═════ 引用原文 ═════

Medium
题目描述
设计链表的实现。你可以选择使用单链表或双链表。单链表中的节点应该具有两个属性:val 和 next。val 是当前节点的值,next 是指向下一个节点的指针/引用。如果要使用双向链表,还需要一个属性 prev 以指示链表中的上一个节点。假设链表中的所有节点都是 0-indexed 的。
在 MyLinkedList 类中实现这些功能:
MyLinkedList()初始化MyLinkedList对象。int get(int index)获取链表中第index个节点的值。如果索引无效,则返回-1。void addAtHead(int val)在链表的第一个元素之前添加一个值为val的节点。插入后,新节点将成为链表的第一个节点。void addAtTail(int val)将值为val的节点追加到链表的最后一个元素。void addAtIndex(int index, int val)在链表中的第index个节点之前添加值为val的节点。如果index等于链表的长度,则该节点将附加到链表的末尾。如果index大于链表长度,则不会插入节点。void deleteAtIndex(int index)如果索引index有效,则删除链表中的第index个节点。
示例 1:
输入
["MyLinkedList", "addAtHead", "addAtTail", "addAtIndex", "get", "deleteAtIndex", "get"]
[[], [1], [3], [1, 2], [1], [1], [1]]
输出
[null, null, null, null, 2, null, 3]
解释
MyLinkedList myLinkedList = new MyLinkedList();
myLinkedList.addAtHead(1);
myLinkedList.addAtTail(3);
myLinkedList.addAtIndex(1, 2); // 链表变为 1->2->3
myLinkedList.get(1); // 返回 2
myLinkedList.deleteAtIndex(1); // 现在链表是 1->3
myLinkedList.get(1); // 返回 3
提示:
0 <= index, val <= 1000- 请不要使用内置的 LinkedList 库。
- 最多
2000次调用get、addAtHead、addAtTail、addAtIndex和deleteAtIndex。
解题思路
解题思路
这道题要求我们设计一个链表数据结构,需要实现基本的增删查操作。我们可以选择单链表或双链表,这里推荐使用单链表实现,因为它更简洁且满足题目要求。

═════

- 练习题:
1) 挑出下面条目中所有含有字符串“water”的行并原样照抄，区分大小写。
2) 上面关于设计链表的题解在推荐单链表之后就停了，接下来该怎么写？请从它的最后一句之后续写。

═════ 输入材料 ═════

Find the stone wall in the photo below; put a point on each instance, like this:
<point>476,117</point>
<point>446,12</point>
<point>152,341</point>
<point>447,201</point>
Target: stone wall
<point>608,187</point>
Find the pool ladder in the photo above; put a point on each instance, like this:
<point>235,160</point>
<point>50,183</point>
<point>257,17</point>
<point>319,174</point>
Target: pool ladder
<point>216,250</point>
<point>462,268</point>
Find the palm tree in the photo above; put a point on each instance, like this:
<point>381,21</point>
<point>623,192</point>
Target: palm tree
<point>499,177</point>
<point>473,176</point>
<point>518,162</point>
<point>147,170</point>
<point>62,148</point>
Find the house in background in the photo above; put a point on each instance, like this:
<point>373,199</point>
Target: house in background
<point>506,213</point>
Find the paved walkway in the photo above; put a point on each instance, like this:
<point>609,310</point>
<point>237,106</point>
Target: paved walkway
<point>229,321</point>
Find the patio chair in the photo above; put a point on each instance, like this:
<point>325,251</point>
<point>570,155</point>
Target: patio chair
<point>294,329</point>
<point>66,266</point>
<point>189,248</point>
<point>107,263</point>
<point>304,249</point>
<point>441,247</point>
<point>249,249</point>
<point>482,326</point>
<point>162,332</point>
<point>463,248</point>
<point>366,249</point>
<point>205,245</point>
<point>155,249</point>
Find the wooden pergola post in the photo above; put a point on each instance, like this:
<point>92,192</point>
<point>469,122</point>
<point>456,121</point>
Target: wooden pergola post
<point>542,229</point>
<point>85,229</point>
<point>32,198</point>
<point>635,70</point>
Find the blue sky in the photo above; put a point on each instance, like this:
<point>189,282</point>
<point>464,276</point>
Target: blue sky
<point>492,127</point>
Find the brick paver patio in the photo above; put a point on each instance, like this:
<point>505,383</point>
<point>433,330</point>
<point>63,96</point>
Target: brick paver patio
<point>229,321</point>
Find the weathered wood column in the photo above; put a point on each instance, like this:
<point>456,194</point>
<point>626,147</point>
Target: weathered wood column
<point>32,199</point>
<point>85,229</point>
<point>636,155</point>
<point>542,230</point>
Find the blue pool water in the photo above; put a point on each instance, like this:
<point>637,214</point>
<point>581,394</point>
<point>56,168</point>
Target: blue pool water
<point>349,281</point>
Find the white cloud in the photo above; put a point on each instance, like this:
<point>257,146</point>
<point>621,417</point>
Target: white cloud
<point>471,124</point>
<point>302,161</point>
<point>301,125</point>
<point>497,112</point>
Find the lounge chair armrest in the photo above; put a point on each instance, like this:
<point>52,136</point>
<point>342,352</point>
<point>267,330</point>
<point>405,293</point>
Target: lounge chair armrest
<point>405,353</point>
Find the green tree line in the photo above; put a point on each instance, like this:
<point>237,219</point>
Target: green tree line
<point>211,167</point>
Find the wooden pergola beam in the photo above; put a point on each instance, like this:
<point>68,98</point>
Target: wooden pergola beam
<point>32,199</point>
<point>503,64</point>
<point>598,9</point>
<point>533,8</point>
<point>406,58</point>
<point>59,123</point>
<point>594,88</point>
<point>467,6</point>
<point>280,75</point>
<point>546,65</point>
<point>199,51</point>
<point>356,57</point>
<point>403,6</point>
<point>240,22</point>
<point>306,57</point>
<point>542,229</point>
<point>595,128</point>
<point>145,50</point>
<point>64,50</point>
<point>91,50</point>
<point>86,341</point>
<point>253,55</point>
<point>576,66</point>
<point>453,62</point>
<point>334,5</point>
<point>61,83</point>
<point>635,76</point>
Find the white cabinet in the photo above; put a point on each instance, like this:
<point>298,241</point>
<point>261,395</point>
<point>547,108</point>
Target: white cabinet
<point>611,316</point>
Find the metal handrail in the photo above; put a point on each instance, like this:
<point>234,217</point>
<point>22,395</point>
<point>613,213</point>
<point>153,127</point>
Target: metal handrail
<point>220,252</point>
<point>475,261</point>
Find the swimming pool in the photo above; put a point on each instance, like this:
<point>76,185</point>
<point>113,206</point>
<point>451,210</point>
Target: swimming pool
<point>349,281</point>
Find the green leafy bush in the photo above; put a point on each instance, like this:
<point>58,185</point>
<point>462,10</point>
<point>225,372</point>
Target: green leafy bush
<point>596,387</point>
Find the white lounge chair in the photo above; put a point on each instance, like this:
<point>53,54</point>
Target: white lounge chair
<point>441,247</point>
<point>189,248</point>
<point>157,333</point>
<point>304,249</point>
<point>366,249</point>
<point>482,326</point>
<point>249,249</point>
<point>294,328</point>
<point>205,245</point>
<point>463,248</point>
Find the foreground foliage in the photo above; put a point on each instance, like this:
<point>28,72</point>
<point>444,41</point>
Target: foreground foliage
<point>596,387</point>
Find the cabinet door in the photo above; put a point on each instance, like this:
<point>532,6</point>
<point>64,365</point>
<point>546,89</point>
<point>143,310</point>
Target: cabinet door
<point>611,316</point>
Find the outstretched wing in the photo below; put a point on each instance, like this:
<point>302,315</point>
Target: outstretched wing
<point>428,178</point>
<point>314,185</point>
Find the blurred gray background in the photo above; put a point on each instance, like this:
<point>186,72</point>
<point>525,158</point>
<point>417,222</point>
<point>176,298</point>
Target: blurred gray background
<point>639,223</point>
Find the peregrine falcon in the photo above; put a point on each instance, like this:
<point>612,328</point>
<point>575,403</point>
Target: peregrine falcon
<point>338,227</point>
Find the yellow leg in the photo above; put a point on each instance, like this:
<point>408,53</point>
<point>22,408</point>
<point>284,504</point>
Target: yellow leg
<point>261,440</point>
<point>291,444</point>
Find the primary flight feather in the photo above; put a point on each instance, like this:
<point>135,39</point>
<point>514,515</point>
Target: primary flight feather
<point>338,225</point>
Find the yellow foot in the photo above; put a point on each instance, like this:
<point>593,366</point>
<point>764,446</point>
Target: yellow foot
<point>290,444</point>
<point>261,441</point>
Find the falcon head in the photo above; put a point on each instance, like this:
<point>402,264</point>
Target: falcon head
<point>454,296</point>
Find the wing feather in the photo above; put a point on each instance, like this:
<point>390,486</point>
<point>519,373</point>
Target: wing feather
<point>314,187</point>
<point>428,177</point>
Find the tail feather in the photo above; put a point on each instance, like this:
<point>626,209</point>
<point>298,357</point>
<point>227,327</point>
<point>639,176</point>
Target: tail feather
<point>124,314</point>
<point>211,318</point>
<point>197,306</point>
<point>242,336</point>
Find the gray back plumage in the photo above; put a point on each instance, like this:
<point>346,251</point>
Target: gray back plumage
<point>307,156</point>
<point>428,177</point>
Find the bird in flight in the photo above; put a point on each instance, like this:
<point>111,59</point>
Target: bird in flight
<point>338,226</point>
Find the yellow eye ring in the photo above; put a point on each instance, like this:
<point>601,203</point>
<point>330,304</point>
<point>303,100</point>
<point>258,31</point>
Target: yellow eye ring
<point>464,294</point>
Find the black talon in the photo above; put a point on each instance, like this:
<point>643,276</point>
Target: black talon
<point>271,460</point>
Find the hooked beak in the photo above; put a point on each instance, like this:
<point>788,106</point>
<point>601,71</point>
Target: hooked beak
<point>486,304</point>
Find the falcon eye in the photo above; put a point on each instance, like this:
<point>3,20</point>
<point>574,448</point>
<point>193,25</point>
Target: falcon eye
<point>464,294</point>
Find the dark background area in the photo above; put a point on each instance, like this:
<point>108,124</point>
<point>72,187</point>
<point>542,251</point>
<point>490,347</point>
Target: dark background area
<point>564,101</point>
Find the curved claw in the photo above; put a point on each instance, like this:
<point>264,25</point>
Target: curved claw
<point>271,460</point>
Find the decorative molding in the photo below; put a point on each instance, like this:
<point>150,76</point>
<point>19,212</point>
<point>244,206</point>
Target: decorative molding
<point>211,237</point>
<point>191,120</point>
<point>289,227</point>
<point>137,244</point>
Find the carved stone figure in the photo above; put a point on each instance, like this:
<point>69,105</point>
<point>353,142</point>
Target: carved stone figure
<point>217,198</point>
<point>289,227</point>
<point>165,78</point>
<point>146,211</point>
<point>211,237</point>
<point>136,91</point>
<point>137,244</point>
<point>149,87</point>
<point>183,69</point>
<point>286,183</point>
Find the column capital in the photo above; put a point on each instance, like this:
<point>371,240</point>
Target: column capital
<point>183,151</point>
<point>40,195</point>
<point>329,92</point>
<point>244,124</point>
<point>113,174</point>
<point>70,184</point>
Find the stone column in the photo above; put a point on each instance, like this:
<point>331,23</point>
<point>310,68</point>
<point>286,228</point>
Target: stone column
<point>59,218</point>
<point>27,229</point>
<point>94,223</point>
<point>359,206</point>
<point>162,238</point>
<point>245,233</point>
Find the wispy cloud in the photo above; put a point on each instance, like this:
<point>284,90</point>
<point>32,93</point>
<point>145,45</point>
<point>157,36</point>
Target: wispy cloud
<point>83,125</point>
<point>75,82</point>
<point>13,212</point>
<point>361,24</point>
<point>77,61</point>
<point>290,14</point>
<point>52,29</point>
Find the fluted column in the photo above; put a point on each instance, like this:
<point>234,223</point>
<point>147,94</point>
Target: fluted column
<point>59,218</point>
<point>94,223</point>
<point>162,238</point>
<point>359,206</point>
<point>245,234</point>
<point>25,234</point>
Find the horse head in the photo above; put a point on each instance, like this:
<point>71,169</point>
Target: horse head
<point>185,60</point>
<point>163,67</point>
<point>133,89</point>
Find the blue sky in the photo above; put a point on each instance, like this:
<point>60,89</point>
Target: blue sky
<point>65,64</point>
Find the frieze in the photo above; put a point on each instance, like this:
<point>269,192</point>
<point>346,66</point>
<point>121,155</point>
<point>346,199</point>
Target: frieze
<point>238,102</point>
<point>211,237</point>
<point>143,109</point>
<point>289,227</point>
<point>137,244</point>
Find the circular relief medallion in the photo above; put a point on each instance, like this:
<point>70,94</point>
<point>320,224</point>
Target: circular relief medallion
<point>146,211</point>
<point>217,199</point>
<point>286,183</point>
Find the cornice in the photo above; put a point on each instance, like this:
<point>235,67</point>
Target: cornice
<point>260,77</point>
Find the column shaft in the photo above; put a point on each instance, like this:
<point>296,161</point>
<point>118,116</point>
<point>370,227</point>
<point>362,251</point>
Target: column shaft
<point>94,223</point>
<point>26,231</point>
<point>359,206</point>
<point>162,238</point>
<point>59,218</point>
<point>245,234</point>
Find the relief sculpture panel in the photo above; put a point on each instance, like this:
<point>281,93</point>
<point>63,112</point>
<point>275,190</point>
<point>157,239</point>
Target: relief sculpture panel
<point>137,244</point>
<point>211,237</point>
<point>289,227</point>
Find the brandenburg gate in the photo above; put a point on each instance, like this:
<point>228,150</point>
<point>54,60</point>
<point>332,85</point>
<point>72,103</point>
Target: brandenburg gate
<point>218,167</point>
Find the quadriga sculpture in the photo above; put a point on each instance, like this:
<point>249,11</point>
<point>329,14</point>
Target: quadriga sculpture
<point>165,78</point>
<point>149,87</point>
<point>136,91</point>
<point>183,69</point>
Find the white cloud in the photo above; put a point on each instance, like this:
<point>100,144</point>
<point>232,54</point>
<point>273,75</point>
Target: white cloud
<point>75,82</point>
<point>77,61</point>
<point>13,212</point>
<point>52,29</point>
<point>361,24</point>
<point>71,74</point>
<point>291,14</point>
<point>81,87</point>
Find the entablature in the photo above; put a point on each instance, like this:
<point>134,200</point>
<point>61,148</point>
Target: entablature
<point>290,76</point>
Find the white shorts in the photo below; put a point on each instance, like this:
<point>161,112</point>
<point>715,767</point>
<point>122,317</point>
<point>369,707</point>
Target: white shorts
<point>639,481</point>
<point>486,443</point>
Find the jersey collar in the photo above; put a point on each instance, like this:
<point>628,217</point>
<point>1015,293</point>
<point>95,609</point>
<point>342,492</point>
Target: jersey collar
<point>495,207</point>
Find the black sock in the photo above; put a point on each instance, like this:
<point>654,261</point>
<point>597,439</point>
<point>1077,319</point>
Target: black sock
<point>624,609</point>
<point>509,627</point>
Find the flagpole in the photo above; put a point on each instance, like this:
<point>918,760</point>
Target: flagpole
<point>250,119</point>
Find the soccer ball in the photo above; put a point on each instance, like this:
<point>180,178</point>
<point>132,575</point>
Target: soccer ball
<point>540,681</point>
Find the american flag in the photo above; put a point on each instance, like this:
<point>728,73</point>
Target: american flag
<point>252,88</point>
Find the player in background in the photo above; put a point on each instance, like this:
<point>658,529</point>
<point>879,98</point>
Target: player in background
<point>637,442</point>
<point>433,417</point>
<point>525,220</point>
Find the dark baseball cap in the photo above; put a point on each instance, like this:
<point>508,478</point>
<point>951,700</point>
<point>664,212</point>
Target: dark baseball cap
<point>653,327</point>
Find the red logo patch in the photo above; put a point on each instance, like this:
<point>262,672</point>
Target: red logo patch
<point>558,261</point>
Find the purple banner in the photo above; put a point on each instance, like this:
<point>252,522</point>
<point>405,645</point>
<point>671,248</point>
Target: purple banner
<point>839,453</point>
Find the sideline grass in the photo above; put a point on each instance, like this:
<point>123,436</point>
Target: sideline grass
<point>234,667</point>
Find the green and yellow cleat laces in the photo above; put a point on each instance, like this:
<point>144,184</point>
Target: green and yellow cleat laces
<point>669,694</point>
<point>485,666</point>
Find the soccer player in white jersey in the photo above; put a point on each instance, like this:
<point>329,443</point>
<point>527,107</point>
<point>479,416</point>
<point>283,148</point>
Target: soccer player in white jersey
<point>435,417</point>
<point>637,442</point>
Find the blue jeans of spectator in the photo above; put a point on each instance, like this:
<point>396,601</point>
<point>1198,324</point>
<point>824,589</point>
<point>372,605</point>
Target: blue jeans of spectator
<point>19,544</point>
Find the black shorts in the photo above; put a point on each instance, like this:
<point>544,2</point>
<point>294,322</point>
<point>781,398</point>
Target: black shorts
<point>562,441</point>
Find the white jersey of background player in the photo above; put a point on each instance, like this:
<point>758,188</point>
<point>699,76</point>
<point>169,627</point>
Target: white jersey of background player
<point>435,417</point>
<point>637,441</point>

═════

- 参考答案:
1)
Find the blue pool water in the photo above; put a point on each instance, like this:
Target: blue pool water

2)
核心设计思想:
- 节点结构:定义一个
ListNode类,包含值val和指向下一个节点的指针next - 虚拟头节点:使用 dummy head 简化边界情况的处理,避免特殊处理头部插入/删除
- 维护长度:用
size变量记录链表长度,提高索引有效性检查的效率
关键操作实现:
- get操作:遍历到指定索引位置,返回节点值
- addAtHead:在虚拟头节点后插入新节点
- addAtTail:遍历到链表末尾插入新节点
- addAtIndex:先检查索引有效性,然后遍历到指定位置插入
- deleteAtIndex:找到待删除节点的前一个节点,修改指针连接
这种实现方式时间复杂度为 O(n)(主要是遍历操作),空间复杂度为 O(1)(除了存储节点本身)。虚拟头节点的使用大大简化了代码逻辑,避免了大量的边界条件判断。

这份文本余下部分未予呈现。